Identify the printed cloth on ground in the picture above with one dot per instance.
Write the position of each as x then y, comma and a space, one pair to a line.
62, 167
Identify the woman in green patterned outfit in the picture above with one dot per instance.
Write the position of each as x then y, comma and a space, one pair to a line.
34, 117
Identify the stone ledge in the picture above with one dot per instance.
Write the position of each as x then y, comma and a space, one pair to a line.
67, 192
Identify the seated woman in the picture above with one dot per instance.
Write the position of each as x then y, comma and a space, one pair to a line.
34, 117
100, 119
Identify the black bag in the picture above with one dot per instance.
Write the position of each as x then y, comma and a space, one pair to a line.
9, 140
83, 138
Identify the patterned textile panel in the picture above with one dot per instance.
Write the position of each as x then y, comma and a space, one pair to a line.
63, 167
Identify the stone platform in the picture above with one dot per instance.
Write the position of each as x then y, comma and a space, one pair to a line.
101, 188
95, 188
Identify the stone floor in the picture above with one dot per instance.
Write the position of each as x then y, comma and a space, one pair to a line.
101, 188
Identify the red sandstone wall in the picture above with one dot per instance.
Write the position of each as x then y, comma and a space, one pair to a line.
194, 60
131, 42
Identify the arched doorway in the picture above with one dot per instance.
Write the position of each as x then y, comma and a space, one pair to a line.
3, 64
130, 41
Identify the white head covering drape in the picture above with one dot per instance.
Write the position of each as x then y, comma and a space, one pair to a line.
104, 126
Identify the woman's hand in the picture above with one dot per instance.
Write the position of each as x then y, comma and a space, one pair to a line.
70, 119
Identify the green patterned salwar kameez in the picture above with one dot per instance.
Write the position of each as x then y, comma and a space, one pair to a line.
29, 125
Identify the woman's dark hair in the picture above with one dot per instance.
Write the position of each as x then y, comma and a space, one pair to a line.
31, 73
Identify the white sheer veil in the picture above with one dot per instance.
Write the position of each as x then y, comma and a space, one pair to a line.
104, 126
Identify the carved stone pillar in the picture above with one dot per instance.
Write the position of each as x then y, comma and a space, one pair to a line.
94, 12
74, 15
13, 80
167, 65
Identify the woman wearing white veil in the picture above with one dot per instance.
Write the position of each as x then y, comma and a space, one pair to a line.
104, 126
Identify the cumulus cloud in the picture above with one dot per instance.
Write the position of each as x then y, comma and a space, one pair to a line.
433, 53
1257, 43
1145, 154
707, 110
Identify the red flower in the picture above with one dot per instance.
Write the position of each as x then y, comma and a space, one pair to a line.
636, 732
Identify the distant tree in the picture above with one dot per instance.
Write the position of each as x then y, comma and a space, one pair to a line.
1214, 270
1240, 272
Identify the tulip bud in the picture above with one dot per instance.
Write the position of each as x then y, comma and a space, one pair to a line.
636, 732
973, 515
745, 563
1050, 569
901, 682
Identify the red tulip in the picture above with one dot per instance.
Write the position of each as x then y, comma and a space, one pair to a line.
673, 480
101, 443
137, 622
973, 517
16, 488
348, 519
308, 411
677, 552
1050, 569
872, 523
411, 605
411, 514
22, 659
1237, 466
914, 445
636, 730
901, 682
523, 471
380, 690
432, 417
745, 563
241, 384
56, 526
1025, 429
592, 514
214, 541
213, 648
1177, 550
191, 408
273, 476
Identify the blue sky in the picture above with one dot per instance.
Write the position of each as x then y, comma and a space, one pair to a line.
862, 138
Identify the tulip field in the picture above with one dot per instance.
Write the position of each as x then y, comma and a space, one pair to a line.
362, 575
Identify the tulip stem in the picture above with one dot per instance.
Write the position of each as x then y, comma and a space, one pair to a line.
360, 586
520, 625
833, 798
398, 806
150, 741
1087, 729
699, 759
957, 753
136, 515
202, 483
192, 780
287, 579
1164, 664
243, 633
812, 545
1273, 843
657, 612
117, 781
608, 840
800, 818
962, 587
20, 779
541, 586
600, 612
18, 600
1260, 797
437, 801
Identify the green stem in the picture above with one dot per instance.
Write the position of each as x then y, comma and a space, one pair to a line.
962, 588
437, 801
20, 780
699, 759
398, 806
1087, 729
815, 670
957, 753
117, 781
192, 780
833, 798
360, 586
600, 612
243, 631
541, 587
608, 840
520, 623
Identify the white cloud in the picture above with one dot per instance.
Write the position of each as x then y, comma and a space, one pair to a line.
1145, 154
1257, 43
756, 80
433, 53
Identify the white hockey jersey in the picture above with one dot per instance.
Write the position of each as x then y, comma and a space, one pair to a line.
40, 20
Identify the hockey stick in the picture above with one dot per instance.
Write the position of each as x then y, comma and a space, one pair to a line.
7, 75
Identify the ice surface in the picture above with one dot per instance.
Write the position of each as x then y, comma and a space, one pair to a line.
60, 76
__________
■ Aim of the exercise
Only those lines running from the one containing "Identify the blue" through the last line of the data above are to be copied, exactly, with both ends included.

■ Result of the exercise
Identify the blue sky in the picture above with one dot per instance.
Write the position of each as x then y, comma and a space, one pair to a line.
862, 138
Identify the tulip field in the picture above with one dot per instance.
Write the position of each as x then y, comma and a space, one pair to a line.
362, 575
Identify the tulip stem in the picture above with one dot per instance.
Write the position of each as x then y, comma and a space, one pair to a line.
360, 586
520, 625
833, 798
398, 806
150, 741
1087, 729
699, 759
957, 753
136, 515
202, 483
192, 780
287, 579
1164, 664
243, 633
812, 545
1273, 843
657, 612
117, 781
608, 840
800, 818
962, 587
20, 779
541, 586
600, 612
18, 600
1260, 797
437, 801
Identify the green stem in the picture above with one dot per instance.
Write the position of each as x then y, comma and a space, one pair to a line.
962, 588
437, 801
20, 780
699, 759
398, 806
1087, 729
815, 670
957, 753
117, 781
192, 780
833, 798
360, 586
600, 612
243, 631
541, 587
608, 840
520, 623
Identify the white cloud in the picture above with one dot per instance.
Write the position of each as x then y, comma and a space, one pair to a line.
1145, 154
1257, 43
756, 80
433, 53
Identify the white hockey jersey in the picture above with one dot per instance.
Write the position of each as x then y, comma and a space, one pair to a line.
40, 20
Identify the hockey stick in the picture above with one dot per instance.
Write the position of each as x then y, comma and a space, one pair to a line.
7, 75
Identify the ice surface in the picture above with one dot per instance.
Write the position of each as x then y, comma and a space, one pair to a line.
60, 76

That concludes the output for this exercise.